* **What you will do**
Quote every line of the material beneath this one.

* **Data records**
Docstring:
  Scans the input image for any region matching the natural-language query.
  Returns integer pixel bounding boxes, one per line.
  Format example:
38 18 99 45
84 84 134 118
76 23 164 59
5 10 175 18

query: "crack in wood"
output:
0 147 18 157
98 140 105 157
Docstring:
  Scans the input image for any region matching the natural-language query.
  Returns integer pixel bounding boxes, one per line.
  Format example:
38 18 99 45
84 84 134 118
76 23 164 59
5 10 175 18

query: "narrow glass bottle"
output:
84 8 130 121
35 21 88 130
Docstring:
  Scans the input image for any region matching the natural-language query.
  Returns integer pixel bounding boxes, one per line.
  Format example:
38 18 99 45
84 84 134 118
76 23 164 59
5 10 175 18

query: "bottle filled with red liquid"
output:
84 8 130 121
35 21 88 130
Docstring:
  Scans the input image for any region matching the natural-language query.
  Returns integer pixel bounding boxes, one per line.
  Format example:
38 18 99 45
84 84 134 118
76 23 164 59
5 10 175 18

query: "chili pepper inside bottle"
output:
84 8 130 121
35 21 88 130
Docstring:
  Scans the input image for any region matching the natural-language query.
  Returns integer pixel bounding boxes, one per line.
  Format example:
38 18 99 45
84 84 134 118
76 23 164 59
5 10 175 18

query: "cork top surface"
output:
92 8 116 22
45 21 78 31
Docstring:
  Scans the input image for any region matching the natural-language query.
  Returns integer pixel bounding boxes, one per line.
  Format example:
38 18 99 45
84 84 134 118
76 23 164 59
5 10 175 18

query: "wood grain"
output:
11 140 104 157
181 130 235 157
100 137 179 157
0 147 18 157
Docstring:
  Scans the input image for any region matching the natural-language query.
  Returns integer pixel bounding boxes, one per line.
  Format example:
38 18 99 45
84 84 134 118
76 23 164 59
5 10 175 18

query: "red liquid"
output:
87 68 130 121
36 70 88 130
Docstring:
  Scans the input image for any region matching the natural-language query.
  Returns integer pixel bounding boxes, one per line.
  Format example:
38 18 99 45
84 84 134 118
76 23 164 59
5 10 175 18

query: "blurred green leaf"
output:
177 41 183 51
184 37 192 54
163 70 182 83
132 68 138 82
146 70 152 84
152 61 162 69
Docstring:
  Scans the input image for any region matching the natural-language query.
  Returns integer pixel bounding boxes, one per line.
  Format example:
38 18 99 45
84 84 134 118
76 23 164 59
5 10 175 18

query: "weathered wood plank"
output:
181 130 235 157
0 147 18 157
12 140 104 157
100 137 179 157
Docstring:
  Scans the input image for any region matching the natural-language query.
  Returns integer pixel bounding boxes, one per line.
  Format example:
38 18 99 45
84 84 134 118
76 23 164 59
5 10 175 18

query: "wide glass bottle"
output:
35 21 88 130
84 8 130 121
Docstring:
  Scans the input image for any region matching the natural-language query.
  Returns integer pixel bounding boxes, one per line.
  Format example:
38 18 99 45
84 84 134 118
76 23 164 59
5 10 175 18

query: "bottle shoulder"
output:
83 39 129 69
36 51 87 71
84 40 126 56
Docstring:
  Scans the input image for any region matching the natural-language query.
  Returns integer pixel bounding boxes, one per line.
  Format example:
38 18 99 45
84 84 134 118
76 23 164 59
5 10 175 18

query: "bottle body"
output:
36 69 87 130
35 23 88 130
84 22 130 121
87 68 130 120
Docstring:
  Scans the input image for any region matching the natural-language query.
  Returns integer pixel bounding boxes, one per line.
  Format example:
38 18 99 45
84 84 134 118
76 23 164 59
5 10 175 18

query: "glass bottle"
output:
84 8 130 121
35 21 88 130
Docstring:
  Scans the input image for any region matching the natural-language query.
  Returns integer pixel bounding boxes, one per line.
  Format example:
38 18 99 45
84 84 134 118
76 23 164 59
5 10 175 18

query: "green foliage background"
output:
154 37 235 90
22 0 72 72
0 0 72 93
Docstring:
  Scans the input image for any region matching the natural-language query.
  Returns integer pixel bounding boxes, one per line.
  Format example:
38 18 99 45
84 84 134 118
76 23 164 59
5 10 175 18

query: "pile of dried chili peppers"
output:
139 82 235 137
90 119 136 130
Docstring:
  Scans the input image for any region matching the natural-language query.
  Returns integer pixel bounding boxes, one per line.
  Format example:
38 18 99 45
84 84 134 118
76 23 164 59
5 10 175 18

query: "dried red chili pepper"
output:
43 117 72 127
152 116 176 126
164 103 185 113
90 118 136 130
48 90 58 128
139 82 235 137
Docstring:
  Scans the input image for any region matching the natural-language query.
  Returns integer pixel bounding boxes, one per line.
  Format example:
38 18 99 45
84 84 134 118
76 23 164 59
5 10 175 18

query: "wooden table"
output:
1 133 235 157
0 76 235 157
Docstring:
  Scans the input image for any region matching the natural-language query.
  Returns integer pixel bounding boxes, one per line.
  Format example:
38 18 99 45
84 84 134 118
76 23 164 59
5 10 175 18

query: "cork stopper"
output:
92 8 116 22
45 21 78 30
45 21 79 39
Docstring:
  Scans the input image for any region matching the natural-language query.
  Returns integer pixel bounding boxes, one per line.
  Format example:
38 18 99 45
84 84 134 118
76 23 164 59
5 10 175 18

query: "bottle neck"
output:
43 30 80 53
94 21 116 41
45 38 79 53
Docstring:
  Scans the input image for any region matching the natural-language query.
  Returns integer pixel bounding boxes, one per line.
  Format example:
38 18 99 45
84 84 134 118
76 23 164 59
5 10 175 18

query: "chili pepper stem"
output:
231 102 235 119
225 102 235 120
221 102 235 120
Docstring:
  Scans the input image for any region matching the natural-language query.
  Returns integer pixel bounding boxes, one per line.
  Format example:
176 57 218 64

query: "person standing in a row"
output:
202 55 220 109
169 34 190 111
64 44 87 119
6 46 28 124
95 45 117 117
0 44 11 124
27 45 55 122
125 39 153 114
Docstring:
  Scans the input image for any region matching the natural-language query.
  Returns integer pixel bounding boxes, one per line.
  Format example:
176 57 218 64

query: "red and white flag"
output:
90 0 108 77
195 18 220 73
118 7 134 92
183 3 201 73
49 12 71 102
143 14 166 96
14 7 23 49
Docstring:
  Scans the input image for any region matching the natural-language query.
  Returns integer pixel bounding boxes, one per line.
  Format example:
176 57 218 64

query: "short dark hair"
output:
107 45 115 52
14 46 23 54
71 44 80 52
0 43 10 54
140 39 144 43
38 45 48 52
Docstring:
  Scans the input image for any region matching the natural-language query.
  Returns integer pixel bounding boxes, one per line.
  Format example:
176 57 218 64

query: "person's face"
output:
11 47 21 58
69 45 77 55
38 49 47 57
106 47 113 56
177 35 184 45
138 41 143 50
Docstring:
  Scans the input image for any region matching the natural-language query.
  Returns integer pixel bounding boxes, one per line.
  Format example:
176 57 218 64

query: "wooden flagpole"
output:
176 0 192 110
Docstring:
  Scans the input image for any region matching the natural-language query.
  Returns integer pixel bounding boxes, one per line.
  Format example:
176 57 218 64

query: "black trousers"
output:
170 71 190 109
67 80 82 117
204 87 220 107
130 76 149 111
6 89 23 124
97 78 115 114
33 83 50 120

* **Exercise result**
Docstring:
  Scans the input image for any region matching the natural-language query.
  Returns integer pixel bounding boxes, one per line.
  Format example:
38 18 99 45
84 84 134 118
76 23 164 59
5 10 175 18

query: "crack in wood"
output:
0 147 18 157
98 140 105 157
Docstring:
  Scans the input image for any region matching the natural-language query.
  Returns integer pixel bounding boxes, one per line.
  Format example:
38 18 99 45
84 84 134 118
76 23 164 59
5 10 175 18

query: "narrow glass bottle"
output:
84 8 130 121
35 21 88 130
Docstring:
  Scans the input image for any region matching the natural-language query.
  Returns integer pixel bounding boxes, one per line.
  Format example:
38 18 99 45
84 84 134 118
76 23 164 59
5 10 175 18

query: "bottle filled with red liquid"
output:
84 8 130 121
35 21 88 130
Docstring:
  Scans the input image for any region matching the natural-language query.
  Returns integer pixel bounding boxes, one per line.
  Format example:
38 18 99 45
84 84 134 118
76 23 164 59
5 10 175 18

query: "chili pepper inside bottle"
output:
84 8 130 121
35 21 88 130
Docstring:
  Scans the input image for any region matching the natural-language query.
  Returns integer pixel bounding boxes, one per line.
  Format example:
38 18 99 45
84 84 134 118
76 23 164 59
5 10 175 18

query: "cork top surface"
output:
92 8 116 22
45 21 78 31
Docstring:
  Scans the input image for any region matching the natural-language query.
  Returns integer pixel bounding boxes, one per line.
  Format example:
38 18 99 45
84 84 134 118
76 23 164 59
5 10 175 18

query: "wood grain"
output:
11 140 104 157
181 130 235 157
100 137 179 157
0 147 18 157
Docstring:
  Scans the input image for any region matching the natural-language query.
  Returns integer pixel bounding boxes, one per line.
  Format example:
38 18 99 45
84 84 134 118
76 23 164 59
5 10 175 18

query: "red liquid"
output:
87 68 130 121
36 70 88 130
Docstring:
  Scans the input image for any region matching the natural-language query.
  Returns integer pixel bounding boxes, one per line.
  Format example:
38 18 99 45
84 84 134 118
76 23 164 59
5 10 175 18

query: "blurred green leaf"
output:
177 41 183 51
184 37 192 54
163 70 182 83
132 68 138 82
146 70 152 84
152 61 162 69
Docstring:
  Scans the input image for any region matching the natural-language query.
  Returns integer pixel bounding boxes, one per line.
  Format example:
38 18 99 45
84 84 134 118
76 23 164 59
5 10 175 18

query: "weathered wood plank"
output:
181 130 235 157
0 147 18 157
12 140 104 157
100 137 179 157
Docstring:
  Scans the input image for any region matching the natural-language query.
  Returns integer pixel bounding boxes, one per line.
  Format example:
38 18 99 45
84 84 134 118
76 23 164 59
5 10 175 18

query: "wide glass bottle"
output:
35 21 88 130
84 8 130 121
Docstring:
  Scans the input image for any region matching the natural-language query.
  Returns integer pixel bounding boxes, one per line.
  Format example:
38 18 99 45
84 84 134 118
76 23 164 59
5 10 175 18

query: "bottle shoulder"
output:
83 39 129 69
36 51 87 71
84 40 126 56
Docstring:
  Scans the input image for any region matching the natural-language query.
  Returns integer pixel bounding boxes, one per line.
  Format example:
38 18 99 45
84 84 134 118
76 23 164 59
5 10 175 18

query: "bottle body"
output:
36 69 87 130
35 23 88 130
84 22 130 121
87 68 130 120
Docstring:
  Scans the input image for any region matching the natural-language query.
  Returns integer pixel bounding boxes, one per line.
  Format example:
38 18 99 45
84 84 134 118
76 23 164 59
5 10 175 18

query: "glass bottle"
output:
84 8 130 121
35 21 88 130
Docstring:
  Scans the input image for any region matching the natural-language query.
  Returns integer pixel bounding boxes, one per line.
  Format example:
38 18 99 45
84 84 134 118
76 23 164 59
5 10 175 18

query: "green foliage background"
output:
154 37 235 90
22 0 72 72
0 0 72 93
Docstring:
  Scans the input image for any region matching the natural-language query.
  Returns integer pixel bounding boxes, one per line.
  Format example:
38 18 99 45
84 84 134 118
76 23 164 59
5 10 175 18

query: "pile of dried chili peppers"
output:
139 82 235 137
90 119 136 130
Docstring:
  Scans the input image for any region matching the natural-language query.
  Returns integer pixel bounding boxes, one per line.
  Format example:
38 18 99 45
84 84 134 118
76 23 164 59
5 10 175 18

query: "dried red chili pepper"
output:
43 117 72 127
152 116 176 126
164 103 185 113
90 118 136 130
48 90 58 128
139 82 235 137
Docstring:
  Scans the input image for any region matching the natural-language query.
  Returns integer pixel bounding boxes, one per line.
  Format example:
38 18 99 45
84 84 134 118
76 23 164 59
5 10 175 18

query: "wooden table"
output:
1 133 235 157
0 76 235 157
Docstring:
  Scans the input image for any region matching the natural-language query.
  Returns integer pixel bounding boxes, one per line.
  Format example:
38 18 99 45
84 84 134 118
76 23 164 59
5 10 175 18

query: "cork stopper"
output:
92 8 116 22
45 21 78 30
45 21 79 39
Docstring:
  Scans the input image for any region matching the natural-language query.
  Returns integer pixel bounding boxes, one per line.
  Format example:
38 18 99 45
84 84 134 118
76 23 164 59
5 10 175 18

query: "bottle neck"
output:
43 30 80 53
94 21 116 41
45 38 79 53
Docstring:
  Scans the input image for any region matching the natural-language query.
  Returns integer pixel bounding boxes, one per line.
  Format example:
38 18 99 45
84 84 134 118
76 23 164 59
5 10 175 18

query: "chili pepper stem"
output:
231 102 235 119
225 102 235 120
221 102 235 120
Docstring:
  Scans the input image for any region matching the natural-language query.
  Returns integer pixel bounding boxes, one per line.
  Format example:
176 57 218 64

query: "person standing in a row"
output:
202 55 220 109
169 34 190 111
64 44 87 119
6 46 28 124
95 45 117 117
0 44 11 124
27 45 55 122
125 39 153 114
Docstring:
  Scans the input image for any region matching the natural-language query.
  Returns integer pixel bounding boxes, one per line.
  Format example:
176 57 218 64

query: "red and white flag"
output:
90 0 108 77
195 18 220 73
118 7 134 92
183 3 201 73
49 12 71 102
143 14 166 96
14 7 23 49
Docstring:
  Scans the input image for any region matching the natural-language query.
  Returns integer pixel bounding boxes, one per line.
  Format example:
176 57 218 64

query: "short dark hair"
output:
107 45 115 52
14 46 23 54
71 44 80 52
0 43 10 54
140 39 144 43
38 45 48 52
Docstring:
  Scans the input image for any region matching the natural-language query.
  Returns integer pixel bounding boxes, one per line.
  Format example:
176 57 218 64

query: "person's face"
output:
11 47 21 58
69 45 77 55
38 49 47 57
106 47 113 56
177 35 184 45
138 41 143 50
Docstring:
  Scans the input image for any region matching the natural-language query.
  Returns integer pixel bounding boxes, one per line.
  Format example:
176 57 218 64

query: "wooden flagpole"
output:
176 0 192 110
Docstring:
  Scans the input image for any region matching the natural-language query.
  Returns integer pixel bounding boxes, one per line.
  Format example:
176 57 218 64

query: "black trousers"
output:
170 71 190 109
67 80 82 117
204 87 220 107
130 76 149 111
6 89 23 124
97 78 115 114
33 83 50 120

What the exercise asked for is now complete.